# JOBS
1/ Rewrite the paragraph beginning "For the unemployment rate to decrease" in the article below on the Fed's quantitative easing policy as a short bulleted list that keeps its main facts.
2/ In the article below on the Fed's quantitative easing policy, what unemployment rate did Narayana Kocherlakota call acceptable in his Sept. 20 speech?

# DOCUMENT EXCERPT
Concentrating on the Fed’s Quantitative Easing Policy

QE3’s $85 billion per month policy would result in a $500 billion cost annually and, as suggested by Bernanke, won’t end until unemployment has gone down to an acceptable rate.
Concentrating on the Fed’s Quantitative Easing Policy
Updated:

Chairman Ben S. Bernanke of the Federal Reserve System announced in September an open-ended QE3 (quantitative easing 3) program, a government monetary policy tool used to increase the money supply of banks, encourage increased lending, and improve liquidity in the market.

“We announced that we would buy mortgage-backed securities guaranteed by the government-sponsored enterprises at a rate of $40 billion per month. Those purchases, along with the continuation of a previous program involving Treasury securities, mean we are buying $85 billion of longer-term securities per month through the end of the year,” the Fed chairman explained in an Oct. 1 speech at the Economic Club of Indiana, stating that it is the Federal Reserve’s obligation to foster a healthy economy.

Given the economic problems the United States has been facing since the onset of the financial crisis, the Federal Reserve reduced the interest rate to close to zero, in an effort to entice the U.S. corporate world to invest in their businesses and provide increased spending power to the populace.

“We reasoned that, as with traditional monetary policy, bringing down longer-term rates should support economic growth and employment by lowering the cost of borrowing to buy homes and cars or to finance capital investments,” Bernanke said.

According to a Sept. 22 Advisor Perspectives article, QE3’s $85 billion per month policy would result in a $500 billion cost annually and, as suggested by Bernanke, won’t end until unemployment has gone down to an acceptable rate.

“The Fed, as we all know by now, has a dual mandate to maintain price stability while promoting full employment. These goals can clearly conflict with each other. For now, the goal of higher employment is taking precedence over the need to stem inflation,” the Advisor Perspectives article suggests.

Economic Experts Discuss Quantitative Easing

“And so the Fed has embarked upon a course of extraordinary quantitative easing. … And it is doing so in the face of a growing chorus of economists … who are hollering that more QE will not have any effect upon employment and may even do more harm than good,” the Advisor Perspectives article states.

Bernanke was unwilling to provide a specific number concerning the U.S. unemployment rate.

To the surprise of many, Narayana Kocherlakota, president of the Federal Reserve Bank of Minneapolis, stated in a Sept. 20 speech at the Gogebic Community College that an acceptable unemployment rate would be less than 5.5 percent.

Kocherlakota qualified his remark by stating that the numbers he provided during his speech should not be thought of as a benchmark for adjusting interest rates. The final decision would be made by the Federal Open Market Committee after taking into consideration the inflation rate.

For the unemployment rate to decrease to 5.5 percent from the September numbers of 7.8 percent, 250,000 jobs need to be filled monthly for approximately three years. Of these jobs, 125,000 are for new entries into the workforce because of estimated population growth statistics.

# RAW DATA
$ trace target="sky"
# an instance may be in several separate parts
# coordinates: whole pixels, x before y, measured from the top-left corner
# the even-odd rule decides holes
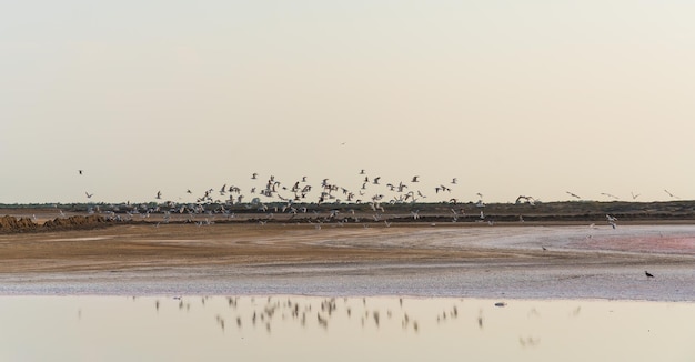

# THE REPLIES
1/
- Unemployment stood at 7.8 percent in September; the target is 5.5 percent.
- Reaching that target requires filling 250,000 jobs per month for about three years.
- Of those jobs, 125,000 are for new workforce entrants, based on estimated population growth.

2/ Less than 5.5 percent.